[THE REQUEST] Can you write out every line of the data below as a numbered list, skipping blank lines and leaving the pictures out?

[PROVIDED DATA]
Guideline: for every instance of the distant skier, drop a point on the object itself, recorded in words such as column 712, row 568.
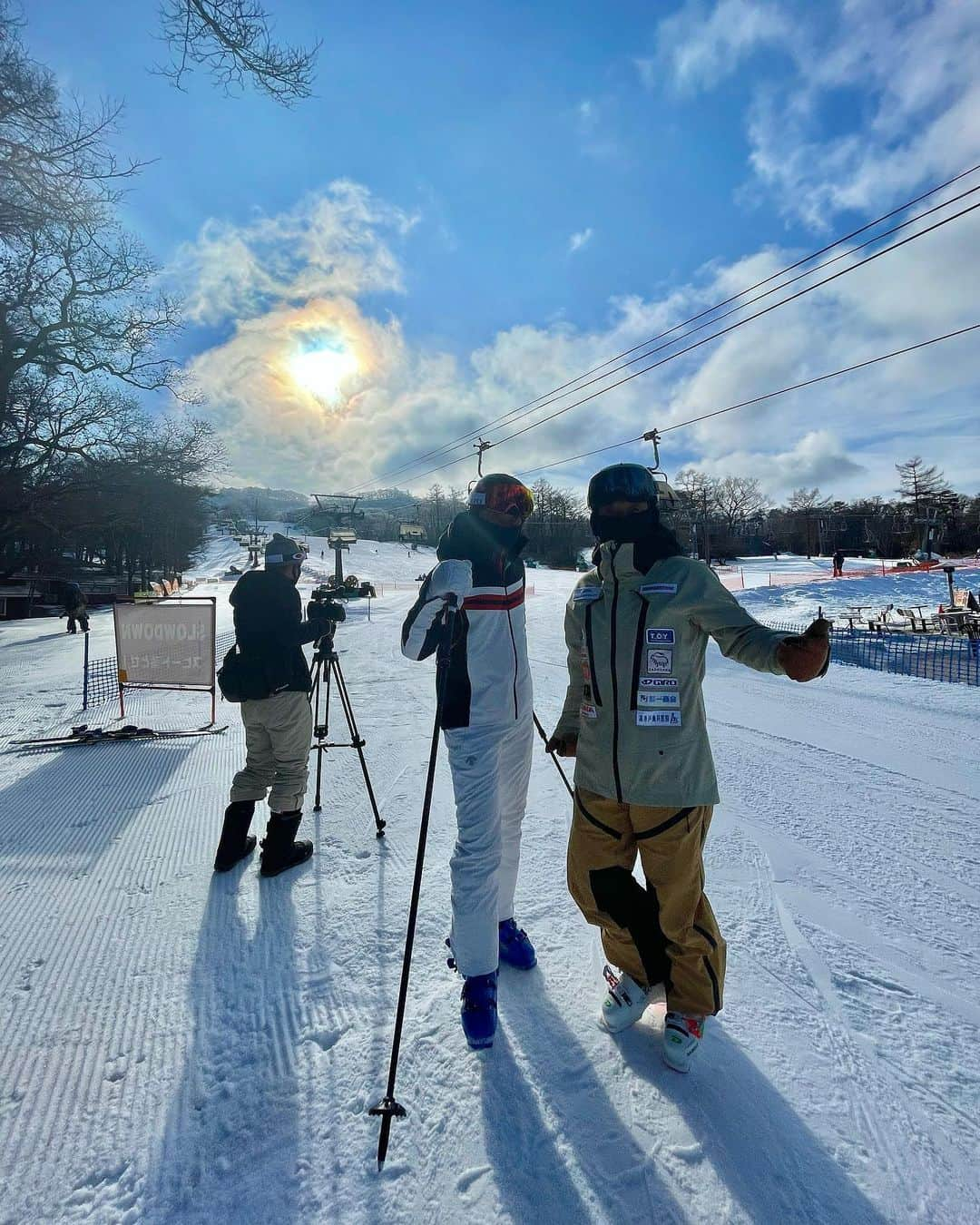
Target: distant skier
column 75, row 606
column 279, row 720
column 489, row 731
column 637, row 627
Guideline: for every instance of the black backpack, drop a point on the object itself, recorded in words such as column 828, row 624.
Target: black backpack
column 241, row 679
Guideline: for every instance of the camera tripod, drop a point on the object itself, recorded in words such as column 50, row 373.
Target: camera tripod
column 326, row 674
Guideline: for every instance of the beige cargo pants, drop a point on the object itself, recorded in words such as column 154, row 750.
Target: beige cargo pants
column 279, row 731
column 664, row 933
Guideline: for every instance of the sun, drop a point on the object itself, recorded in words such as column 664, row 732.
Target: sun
column 322, row 368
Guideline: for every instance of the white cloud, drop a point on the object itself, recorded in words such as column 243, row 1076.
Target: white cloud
column 405, row 399
column 701, row 45
column 594, row 126
column 913, row 66
column 328, row 244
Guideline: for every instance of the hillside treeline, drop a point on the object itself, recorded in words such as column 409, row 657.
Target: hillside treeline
column 87, row 476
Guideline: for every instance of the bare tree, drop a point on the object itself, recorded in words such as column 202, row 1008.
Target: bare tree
column 55, row 161
column 739, row 499
column 79, row 301
column 231, row 41
column 921, row 483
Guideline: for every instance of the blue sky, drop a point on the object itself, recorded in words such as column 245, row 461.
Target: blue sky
column 528, row 189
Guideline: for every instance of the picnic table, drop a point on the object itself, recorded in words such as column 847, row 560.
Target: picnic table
column 921, row 618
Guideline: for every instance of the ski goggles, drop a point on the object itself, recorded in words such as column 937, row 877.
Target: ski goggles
column 505, row 497
column 286, row 559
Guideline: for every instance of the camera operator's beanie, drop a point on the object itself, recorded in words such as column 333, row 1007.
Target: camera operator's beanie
column 283, row 552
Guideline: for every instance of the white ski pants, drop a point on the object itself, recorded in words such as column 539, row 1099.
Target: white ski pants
column 279, row 731
column 490, row 770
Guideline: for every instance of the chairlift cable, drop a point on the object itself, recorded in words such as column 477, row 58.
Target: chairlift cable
column 714, row 336
column 730, row 328
column 708, row 310
column 756, row 399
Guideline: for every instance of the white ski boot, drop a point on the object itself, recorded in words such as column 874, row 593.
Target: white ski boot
column 681, row 1039
column 625, row 1001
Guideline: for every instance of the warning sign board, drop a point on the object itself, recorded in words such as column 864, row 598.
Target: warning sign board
column 171, row 644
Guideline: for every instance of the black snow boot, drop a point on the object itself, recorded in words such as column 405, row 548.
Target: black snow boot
column 279, row 847
column 235, row 842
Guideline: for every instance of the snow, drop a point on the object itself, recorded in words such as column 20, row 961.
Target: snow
column 181, row 1046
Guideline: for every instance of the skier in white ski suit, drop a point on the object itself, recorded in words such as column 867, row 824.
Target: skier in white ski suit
column 487, row 728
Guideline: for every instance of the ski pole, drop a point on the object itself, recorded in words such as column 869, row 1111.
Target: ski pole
column 553, row 755
column 388, row 1108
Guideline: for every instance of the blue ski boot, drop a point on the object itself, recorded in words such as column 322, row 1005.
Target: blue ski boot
column 514, row 947
column 479, row 1010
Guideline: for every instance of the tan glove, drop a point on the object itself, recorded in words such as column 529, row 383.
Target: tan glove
column 805, row 655
column 565, row 745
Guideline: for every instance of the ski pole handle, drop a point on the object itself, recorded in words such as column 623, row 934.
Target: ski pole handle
column 552, row 753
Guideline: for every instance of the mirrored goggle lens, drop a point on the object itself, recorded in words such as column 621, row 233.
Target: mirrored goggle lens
column 506, row 500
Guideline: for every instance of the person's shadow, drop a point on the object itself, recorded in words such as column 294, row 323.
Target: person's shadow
column 237, row 1108
column 524, row 1149
column 761, row 1149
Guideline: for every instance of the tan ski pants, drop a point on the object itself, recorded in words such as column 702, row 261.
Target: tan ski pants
column 279, row 731
column 665, row 933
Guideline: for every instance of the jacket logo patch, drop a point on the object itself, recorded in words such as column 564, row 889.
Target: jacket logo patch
column 659, row 637
column 661, row 659
column 658, row 718
column 646, row 699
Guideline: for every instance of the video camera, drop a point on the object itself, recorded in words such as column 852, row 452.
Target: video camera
column 325, row 609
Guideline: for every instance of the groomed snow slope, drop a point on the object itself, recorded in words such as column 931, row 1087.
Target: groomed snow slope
column 186, row 1047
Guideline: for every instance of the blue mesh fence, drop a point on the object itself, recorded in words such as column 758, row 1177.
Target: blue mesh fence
column 103, row 674
column 931, row 655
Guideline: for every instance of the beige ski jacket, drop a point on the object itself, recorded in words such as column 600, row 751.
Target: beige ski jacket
column 636, row 662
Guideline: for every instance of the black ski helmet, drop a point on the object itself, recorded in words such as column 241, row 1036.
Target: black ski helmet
column 622, row 482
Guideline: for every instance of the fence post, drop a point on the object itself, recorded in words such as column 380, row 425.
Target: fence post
column 84, row 674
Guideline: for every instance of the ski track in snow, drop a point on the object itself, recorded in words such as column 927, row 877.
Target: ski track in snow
column 189, row 1047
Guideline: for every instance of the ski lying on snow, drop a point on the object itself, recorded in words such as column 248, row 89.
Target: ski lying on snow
column 86, row 735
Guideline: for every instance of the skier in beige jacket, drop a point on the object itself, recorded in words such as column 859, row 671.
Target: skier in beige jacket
column 637, row 627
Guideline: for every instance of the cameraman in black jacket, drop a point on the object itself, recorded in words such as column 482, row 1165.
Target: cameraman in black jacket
column 270, row 632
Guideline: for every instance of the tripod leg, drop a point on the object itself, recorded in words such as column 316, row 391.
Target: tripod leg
column 358, row 742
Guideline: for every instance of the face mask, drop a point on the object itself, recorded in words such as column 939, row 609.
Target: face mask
column 623, row 528
column 506, row 538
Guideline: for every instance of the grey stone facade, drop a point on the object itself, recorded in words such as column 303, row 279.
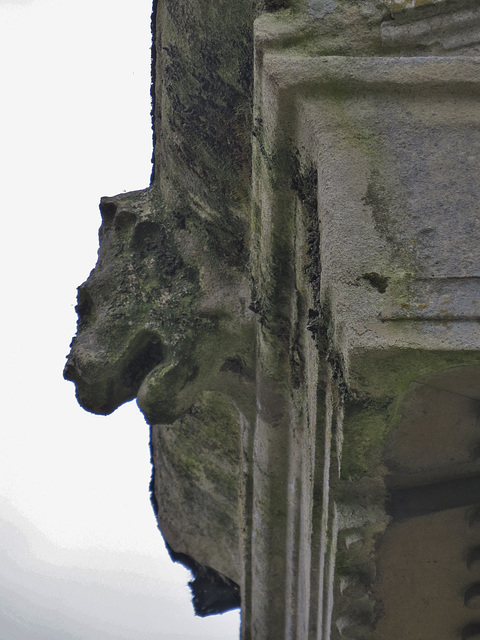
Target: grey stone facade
column 294, row 302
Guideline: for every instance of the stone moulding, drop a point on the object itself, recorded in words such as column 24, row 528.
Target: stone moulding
column 384, row 138
column 294, row 302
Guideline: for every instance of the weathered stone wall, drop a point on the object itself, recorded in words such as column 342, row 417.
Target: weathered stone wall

[OUTPUT]
1. Guideline: for every instance of the distant skier, drop a point on the object itself, recorded in words such as column 712, row 568.
2. Target: distant skier
3. column 75, row 606
4. column 279, row 720
5. column 489, row 731
6. column 637, row 627
7. Guideline: for every instance of the black backpack, drop a point on the object itself, recorded in words such as column 828, row 624.
8. Target: black backpack
9. column 241, row 679
10. Guideline: for every instance of the camera tripod, drop a point on the object itself, recorded in words such as column 50, row 373.
11. Target: camera tripod
12. column 326, row 674
13. Guideline: for every instance of the beige cargo pants, drop a point on the object itself, recorded in words such as column 154, row 750.
14. Target: beige cargo pants
15. column 279, row 731
16. column 664, row 933
17. Guideline: for every instance of the sun, drop a point on the object itself, recorded in words such as column 664, row 732.
18. Target: sun
19. column 322, row 368
20. Guideline: for every instance of the white cloud, drop a point on the object itself, recorded in words such as column 243, row 1076.
21. Target: white cloud
22. column 405, row 399
23. column 701, row 45
24. column 594, row 126
25. column 913, row 66
26. column 328, row 244
27. Guideline: for every instance of the hillside treeline, drop a point on the object itself, recorded in words such as column 409, row 657.
28. Target: hillside treeline
29. column 87, row 476
30. Guideline: for every instance of the bare tree, drop a point on the object itself, recorded in words such as column 202, row 1008.
31. Target: bare tree
32. column 55, row 161
33. column 739, row 499
34. column 79, row 301
35. column 231, row 41
36. column 921, row 483
37. Guideline: for every instance of the blue sky, drop a point on the object itself, recorded in words such as column 245, row 461.
38. Target: blue sky
39. column 528, row 189
40. Guideline: for every instance of the picnic table, drop a point on the object itself, recorded in words such as column 847, row 560.
41. Target: picnic table
42. column 921, row 618
43. Guideline: for every instance of the ski goggles, drop a point on the object itself, recorded in words such as column 937, row 877.
44. Target: ski goggles
45. column 505, row 497
46. column 286, row 559
47. Guideline: for every instance of the camera operator's beanie, drop a point on the object itself, recorded in words such as column 333, row 1007.
48. Target: camera operator's beanie
49. column 283, row 552
50. Guideline: for every instance of the white ski pants, drop a point on the object itself, recorded in words such as column 539, row 1099.
51. Target: white ski pants
52. column 279, row 731
53. column 490, row 770
54. Guideline: for every instance of the chairlift cable, drop a point on the object itself, recorded in words such as column 477, row 58.
55. Target: chairlift cable
56. column 714, row 336
57. column 730, row 328
58. column 708, row 310
59. column 756, row 399
60. Guideline: for every instance of the white ski boot, drop a point on the object itself, recorded in words such as column 874, row 593.
61. Target: white ski boot
62. column 681, row 1039
63. column 625, row 1001
64. Guideline: for every instance of the warning sign board, drop a point on the object itself, recorded in words such as column 864, row 598.
65. Target: warning sign board
66. column 171, row 644
67. Guideline: for every instance of the black snow boot, drop a point on the object itself, recorded in words such as column 405, row 548.
68. Target: black snow boot
69. column 279, row 847
70. column 235, row 842
71. Guideline: for every instance of the snow, drop a point on the object itself, recorded in words such as column 20, row 961.
72. Target: snow
73. column 181, row 1046
74. Guideline: for every instance of the skier in white ski suit, drop a point on the object itself, recorded in words such as column 867, row 824.
75. Target: skier in white ski suit
76. column 487, row 728
77. Guideline: for every instance of the ski pole, drop a point on the object itself, recorded in words such as column 869, row 1111.
78. Target: ski pole
79. column 553, row 755
80. column 388, row 1108
81. Guideline: for every instance of the blue ski boot, drop a point on the object itself, recorded in words such as column 322, row 1005.
82. Target: blue ski boot
83. column 514, row 947
84. column 479, row 1010
85. Guideline: for every instance of the tan glove, drop a point on the object itself, recorded in words such as column 529, row 383.
86. Target: tan glove
87. column 805, row 655
88. column 565, row 745
89. Guideline: for every instance of the ski pole handle, drop a point on the object itself, recorded in words such as column 623, row 934.
90. Target: ski pole handle
91. column 552, row 753
92. Guideline: for every instance of the mirrored goggle lens, drop a point on the object itself, recorded in words such as column 621, row 233.
93. Target: mirrored goggle lens
94. column 506, row 500
95. Guideline: for every instance of the person's shadow, drop a point on the object itself, recorded in words such as column 294, row 323.
96. Target: person's shadow
97. column 237, row 1108
98. column 524, row 1149
99. column 761, row 1149
100. Guideline: for every instance of the tan ski pants, drop a point on the object itself, recorded in words such as column 702, row 261.
101. Target: tan ski pants
102. column 279, row 731
103. column 665, row 933
104. Guideline: for every instance of the jacket logo patch, drop a point on the object itself, recorded in words such as column 564, row 889.
105. Target: jacket logo patch
106. column 659, row 637
107. column 661, row 659
108. column 658, row 718
109. column 646, row 699
110. Guideline: for every instance of the video camera, drop a point on the object itself, recorded in words such as column 852, row 452.
111. Target: video camera
112. column 325, row 609
113. Guideline: for every instance of the groomed snow slope, drop a point on the object itself, recorded in words such as column 931, row 1087.
114. Target: groomed snow slope
115. column 186, row 1047
116. Guideline: for every instance of the blue mesh fence, drop a point on the object itself, recorded in words such as column 758, row 1177.
117. Target: blue mesh fence
118. column 103, row 674
119. column 931, row 655
120. Guideline: for every instance of the beige ski jacket, drop a point on the object itself, recorded in words such as column 600, row 751.
121. Target: beige ski jacket
122. column 636, row 662
123. Guideline: for every instance of the black ski helmet, drop a point on the object itself, recorded in words such as column 241, row 1036.
124. Target: black ski helmet
125. column 622, row 482
126. Guideline: for every instance of the fence post, drop a point on the object itself, recorded in words such as column 380, row 425.
127. Target: fence post
128. column 84, row 674
129. Guideline: for every instance of the ski track in snow, drop a point on the object itself, recorded in words such as column 927, row 877.
130. Target: ski track in snow
131. column 189, row 1047
132. Guideline: for every instance of the ski lying on snow, drop a point on the object itself, recorded in words such as column 248, row 89.
133. Target: ski lying on snow
134. column 86, row 735
135. Guideline: for every instance of the skier in beige jacket, drop a point on the object itself, recorded in words such as column 859, row 671.
136. Target: skier in beige jacket
137. column 637, row 627
138. Guideline: for every instance of the cameraman in black jacket, drop a point on the object itself, recorded in words such as column 482, row 1165.
139. Target: cameraman in black jacket
140. column 270, row 632
141. Guideline: for every instance of the tripod leg, drop a point on the object itself, recorded in words such as column 316, row 391.
142. Target: tripod leg
143. column 358, row 742
144. Guideline: for every instance of the face mask, drop a point on the object itself, recorded in words such as column 939, row 609.
145. Target: face mask
146. column 623, row 528
147. column 506, row 538
148. Guideline: for every instance of the grey stone facade, drop a point on the object itself, recorded in words such as column 303, row 279.
149. Target: grey stone facade
150. column 294, row 302
151. Guideline: for every instance of the stone moulding, drop a point on the object itself, recorded in words such as column 24, row 528.
152. Target: stone moulding
153. column 384, row 138
154. column 294, row 302
155. Guideline: for every instance of the weathered stone wall, drop a point on the object itself, recorded in words such as column 342, row 417.
156. Target: weathered stone wall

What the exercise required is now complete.